# TASK DETAILS
Transcribe every record verbatim; no pictures.

--- SOURCE DATA ---

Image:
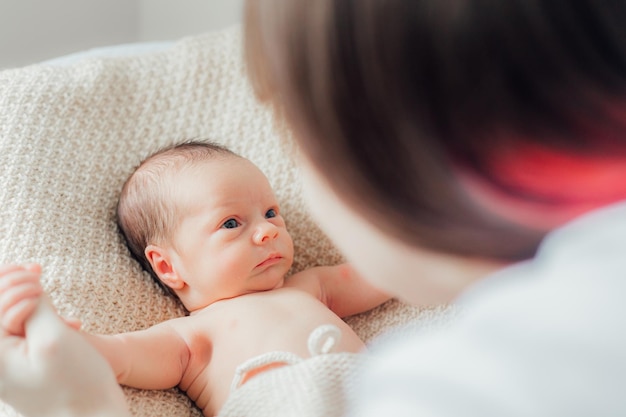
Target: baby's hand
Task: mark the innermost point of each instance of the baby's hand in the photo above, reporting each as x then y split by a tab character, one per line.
20	293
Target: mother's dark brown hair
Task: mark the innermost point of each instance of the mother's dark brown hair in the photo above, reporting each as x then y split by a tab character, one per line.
389	98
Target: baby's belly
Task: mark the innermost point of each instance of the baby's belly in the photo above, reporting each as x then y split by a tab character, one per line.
246	334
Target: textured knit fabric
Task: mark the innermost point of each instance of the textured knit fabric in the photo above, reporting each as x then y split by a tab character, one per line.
69	137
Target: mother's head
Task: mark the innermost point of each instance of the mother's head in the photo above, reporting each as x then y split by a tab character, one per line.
468	128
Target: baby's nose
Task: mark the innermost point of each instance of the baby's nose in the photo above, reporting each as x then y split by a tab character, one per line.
265	232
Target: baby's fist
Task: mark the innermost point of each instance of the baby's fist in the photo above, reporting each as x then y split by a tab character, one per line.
20	291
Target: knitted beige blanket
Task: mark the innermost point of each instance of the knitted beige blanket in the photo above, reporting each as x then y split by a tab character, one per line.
70	135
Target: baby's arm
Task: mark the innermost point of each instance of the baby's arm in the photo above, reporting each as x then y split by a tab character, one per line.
154	358
340	287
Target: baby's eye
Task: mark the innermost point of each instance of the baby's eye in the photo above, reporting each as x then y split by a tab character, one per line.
270	213
230	224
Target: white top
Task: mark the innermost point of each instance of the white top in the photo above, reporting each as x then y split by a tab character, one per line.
541	338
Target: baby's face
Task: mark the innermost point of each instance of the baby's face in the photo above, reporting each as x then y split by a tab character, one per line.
232	239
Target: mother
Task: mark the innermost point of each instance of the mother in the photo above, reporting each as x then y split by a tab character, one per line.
452	150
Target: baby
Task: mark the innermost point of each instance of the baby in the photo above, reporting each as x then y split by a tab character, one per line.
205	222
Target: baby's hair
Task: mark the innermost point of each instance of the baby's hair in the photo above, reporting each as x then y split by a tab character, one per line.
145	213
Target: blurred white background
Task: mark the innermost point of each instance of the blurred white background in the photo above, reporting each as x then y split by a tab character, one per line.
36	30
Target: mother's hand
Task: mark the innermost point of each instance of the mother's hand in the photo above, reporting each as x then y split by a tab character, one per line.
54	371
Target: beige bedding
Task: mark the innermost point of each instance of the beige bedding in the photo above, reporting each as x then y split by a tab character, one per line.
69	136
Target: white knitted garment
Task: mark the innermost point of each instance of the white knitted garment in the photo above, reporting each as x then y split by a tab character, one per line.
70	135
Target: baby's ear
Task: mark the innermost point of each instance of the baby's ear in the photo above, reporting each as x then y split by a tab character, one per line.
161	263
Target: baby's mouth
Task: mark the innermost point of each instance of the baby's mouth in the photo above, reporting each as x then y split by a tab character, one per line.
270	260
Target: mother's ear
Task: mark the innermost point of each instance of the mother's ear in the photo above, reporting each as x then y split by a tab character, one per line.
161	263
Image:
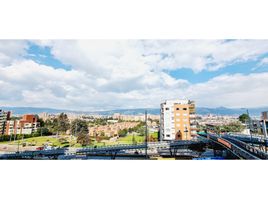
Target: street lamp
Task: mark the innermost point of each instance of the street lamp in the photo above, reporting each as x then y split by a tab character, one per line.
186	131
146	134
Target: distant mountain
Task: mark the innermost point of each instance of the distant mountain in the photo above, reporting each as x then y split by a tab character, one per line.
139	111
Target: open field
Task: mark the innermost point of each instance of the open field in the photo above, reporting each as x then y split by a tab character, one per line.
66	141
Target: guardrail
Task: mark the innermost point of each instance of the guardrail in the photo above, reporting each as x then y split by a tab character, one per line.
102	149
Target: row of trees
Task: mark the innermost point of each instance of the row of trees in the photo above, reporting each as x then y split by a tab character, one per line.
140	129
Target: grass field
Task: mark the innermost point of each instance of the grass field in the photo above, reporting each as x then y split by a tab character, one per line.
65	140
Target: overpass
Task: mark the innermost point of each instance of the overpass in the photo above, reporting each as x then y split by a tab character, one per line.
112	151
239	145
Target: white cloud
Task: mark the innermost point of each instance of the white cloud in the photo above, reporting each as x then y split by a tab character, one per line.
130	74
264	61
11	50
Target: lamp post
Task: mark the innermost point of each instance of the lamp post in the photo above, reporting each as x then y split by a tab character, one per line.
249	125
146	135
186	132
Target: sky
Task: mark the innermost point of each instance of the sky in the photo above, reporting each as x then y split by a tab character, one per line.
92	75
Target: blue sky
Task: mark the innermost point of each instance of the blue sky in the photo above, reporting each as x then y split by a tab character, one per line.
43	55
245	68
112	74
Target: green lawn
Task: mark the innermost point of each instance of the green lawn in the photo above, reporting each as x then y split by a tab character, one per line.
64	140
40	141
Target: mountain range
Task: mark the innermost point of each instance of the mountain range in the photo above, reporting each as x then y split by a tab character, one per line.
154	111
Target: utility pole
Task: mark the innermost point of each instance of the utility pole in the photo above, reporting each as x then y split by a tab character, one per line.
146	135
249	125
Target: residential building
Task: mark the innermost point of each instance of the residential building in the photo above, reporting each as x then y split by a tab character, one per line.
4	117
111	130
177	120
264	123
28	124
12	127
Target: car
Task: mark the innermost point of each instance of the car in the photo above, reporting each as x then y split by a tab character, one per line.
40	148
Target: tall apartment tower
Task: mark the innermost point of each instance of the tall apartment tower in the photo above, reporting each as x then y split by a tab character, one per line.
4	116
177	120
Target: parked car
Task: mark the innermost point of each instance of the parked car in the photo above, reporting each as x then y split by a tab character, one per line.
40	148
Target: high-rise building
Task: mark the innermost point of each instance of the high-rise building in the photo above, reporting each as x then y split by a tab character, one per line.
4	116
28	124
177	120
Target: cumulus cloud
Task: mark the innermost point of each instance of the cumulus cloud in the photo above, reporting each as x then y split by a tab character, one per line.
264	61
108	74
11	50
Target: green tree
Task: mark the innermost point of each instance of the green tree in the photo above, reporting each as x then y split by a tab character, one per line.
63	123
134	139
123	132
244	118
79	128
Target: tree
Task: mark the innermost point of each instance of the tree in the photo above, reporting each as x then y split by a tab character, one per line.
83	139
80	129
123	132
244	118
41	121
63	123
133	139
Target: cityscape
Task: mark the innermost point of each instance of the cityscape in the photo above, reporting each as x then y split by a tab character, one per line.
133	99
177	133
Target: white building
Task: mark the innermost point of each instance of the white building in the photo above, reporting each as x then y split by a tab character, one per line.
176	120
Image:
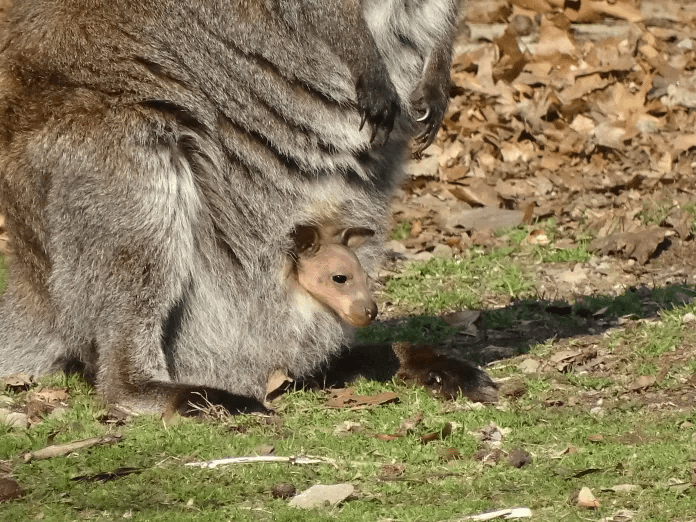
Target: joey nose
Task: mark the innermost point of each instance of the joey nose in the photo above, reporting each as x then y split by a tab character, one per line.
371	311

---

# TASK RESPONSE
Image:
Target: baby's hand
Task: mark the innermost point of each instance of the baby's hand in the photo above, reporting each as x then y split by a tab character, one per line.
20	293
Target: mother's dark brown hair
Task: mark the innermost point of each instance of the mother's dark brown hair in the photo above, reporting each as x then y split by a tab character, one per line.
389	98
Target: baby's belly
Task: mark the innermost point of each instance of the baby's belly in the photo above, reporting each as x then y split by a tab character, one per line.
246	334
Target: textured knit fabric
Task: mark the innermost point of each instance of the textured knit fabric in the photo above, reporting each as x then y split by a tab character, one per line.
69	137
Target: mother's head
Task: mark the innermost point of each instance of the mother's head in the photo above, reporting each as x then y split by a tab character, one per line.
468	128
Target: baby's nose
Task: mark the innermost point of each instance of the baby's nose in the photo above, reporting each as x then y split by a tab character, one per line.
265	232
Target: baby's fist
Task: mark the innermost point of each instance of the baby's fist in the photo above, reporting each as x then y split by a tab character, one per line.
20	291
Target: knitted beige blanket
Task: mark the innermost point of each instance of the knitted beige blanket in the photo above, reporting each as x then y split by a tab character, one per line.
70	135
Target: baby's arm
Task: mark the innermost point of each instance of the baby's arm in the photo above, reporting each as x then y split by a tab character, one per line.
154	358
340	287
Target: baby's eye
Task: mark the innermost point of each instance of the baby's eye in the photo above, reporting each as x then y split by a tab character, one per line.
270	213
230	224
Target: white top
Task: mark the innermost point of each instance of the white top in the photo above, reporting each as x then y split by a tab character, one per line.
541	338
Target: baby's face
Task: mark the innermost point of each instance of the baby's face in the photo above, reporting each as x then y split by a tab character, one per line.
232	239
Target: mother
Task: mark the innermost point of each instance of the mother in the photo above, reporting each as x then y split by a tab character, one per line.
452	150
Target: baby
Task: mark the innermost point of each instance of the baby in the photo above, reporting each as x then y split by a tab character, one per line.
205	222
Target: baby's hair
Task: mark the innermost point of each instance of the baby's hair in the photo above, reporting each as x then y split by a tab character, one per line.
145	213
Target: blurred white background
Task: mark the innermost point of each instance of the blurred white background in the photo above, reporting each as x then y split by a tab character, one per line.
36	30
Target: mother's hand
Task: mark the innermost point of each instance of the mother's hand in the photo above, reporting each as x then y split by a tab character, one per line.
54	371
Target: beige bedding
Task: mark the innermost point of each instance of the beige bedding in the photo above, reporting each as x then y split by a tab character, one per line.
69	136
Target: white knitted garment
Task: mark the innermost point of each instance of the white knitted garment in the photo above, reporting each as x then y split by a tab character, one per line.
70	135
Target: baby's ear
Task: mark the innermost point of each instance of the baby's ear in the photo above, reporting each as x then y split by a tab character, one per line.
161	263
Target: baby's mouth
Task: mark the innermost point of each instance of the baby's mouth in the photo above, reporting each as x then y split by a tab character, one per line.
270	260
Target: mother's ear
Task: mark the innermost point of each instance of the mother's ear in the photo above, reporting each as x then y split by a tab character, one per line.
161	263
Image:
Target: street lamp
Task: mark the innermost point of each instance of the street lamp in the photo above, reporting each as x then y split by a tab character, one per line.
186	131
146	134
Target: distant mountain
Task: mark the innermost point of each instance of the distant mountain in the photo above, reporting each as x then y split by a tab character, one per line.
139	111
Target: open field
Task: mark the innermost point of each instance of the open field in the photo above, reporting each as x then y split by a tab character, one per line.
66	141
Target: guardrail
Task: mark the innermost point of each instance of the guardrail in the photo above, reporting each as x then y split by a tab character, one per line.
102	149
Target: row of trees
Task: mark the innermost point of each instance of the row of trees in the photo above, reporting each as x then y split by a tab character, one per line.
140	129
Target: grass field
Task: mark the innermost point of each instance of the grass field in the photo above, reporting each as x then y split by a tab character, one per line.
65	140
Target: overpass
Task: mark the innermost point of each instance of the overpass in the photo above, reporting each as x then y split by a tab character, one per line.
112	151
239	145
Target: white cloud
Task: mark the innermost point of each instance of the white cloud in the photo above, reporting each as x then y split by a tab character, one per line.
130	74
264	61
11	50
Target: lamp post
Task: mark the innermost point of each instance of the lamp post in the photo above, reporting each as x then y split by a tab character, one per line.
249	125
146	135
186	132
Target: sky
Task: mark the innermost point of each instance of the sky in the photo above, reporting each as x then y split by a tab character, one per line.
92	75
Target: blue sky
Task: mark the innermost point of each instance of the blue sky in the photo above, reporting each as x then y split by a tab character, one per line.
43	55
245	68
112	74
Target: green lawn
Task: mark the innermost point of each instance of the green lawn in the photo above, reporting each as x then y split by a tab character, one per line.
64	140
40	141
Target: mountain range
Task: mark the innermost point of each instance of the mountain range in the photo above, reporting each as x then y split by a tab character, one per line.
154	111
Target: utility pole
Task: mark the innermost point of each instance of the utility pole in the photo above, reporting each as x then y split by a tab character, one per line.
146	135
249	125
Target: residential building
Task: mark the innermost point of each instance of the residential building in the photo above, reporting each as x then y split by a tab character, one per line.
4	117
111	130
177	120
264	123
28	124
12	127
Target: car
Task: mark the innermost point of each instance of the car in the photo above, reporting each as x then y split by a tab character, one per line.
40	148
Target: tall apartment tower
Task: mark the innermost point of each instance of the tall apartment tower in the photo above, reporting each as x then y split by a tab character, one per line.
4	116
177	120
Target: parked car
Task: mark the innermost point of each instance of the parked car in the photo above, reporting each as x then y split by a tab character, one per line.
40	148
Target: high-rise building
Task: mark the innermost point of each instance of the high-rise building in the photo above, reporting each as x then y split by a tab character, one per line.
4	116
28	124
177	120
Target: cumulus cloud
Task: mark the innermost point of each instance of the cumulus cloud in the photo above, reporting each as x then y split by a tab character, one per line.
264	61
108	74
11	50
Target: green tree
Task: mark the innermost point of each instance of the green tree in the photo above, reporting each as x then y split by a tab character, one per line.
63	123
134	139
123	132
244	118
79	128
Target: tree
Task: mark the innermost point of each instance of the tree in the photo above, reporting each as x then y split by a tab character, one per line.
83	139
80	129
123	132
244	118
41	121
63	123
133	139
Target: cityscape
Task: mark the innermost point of each instance of the cityscape in the photo above, reporting each as x then y split by a tab character, one per line.
133	99
177	133
Target: white building
Task: mark the innermost point of each instance of the white building in the photo above, reporting each as x then y split by a tab character, one per line.
176	120
Image:
Target: joey nose
Task: mark the innermost point of each instance of the joey nose in the photo above, reporting each as x then y split by a tab character, one per line.
371	311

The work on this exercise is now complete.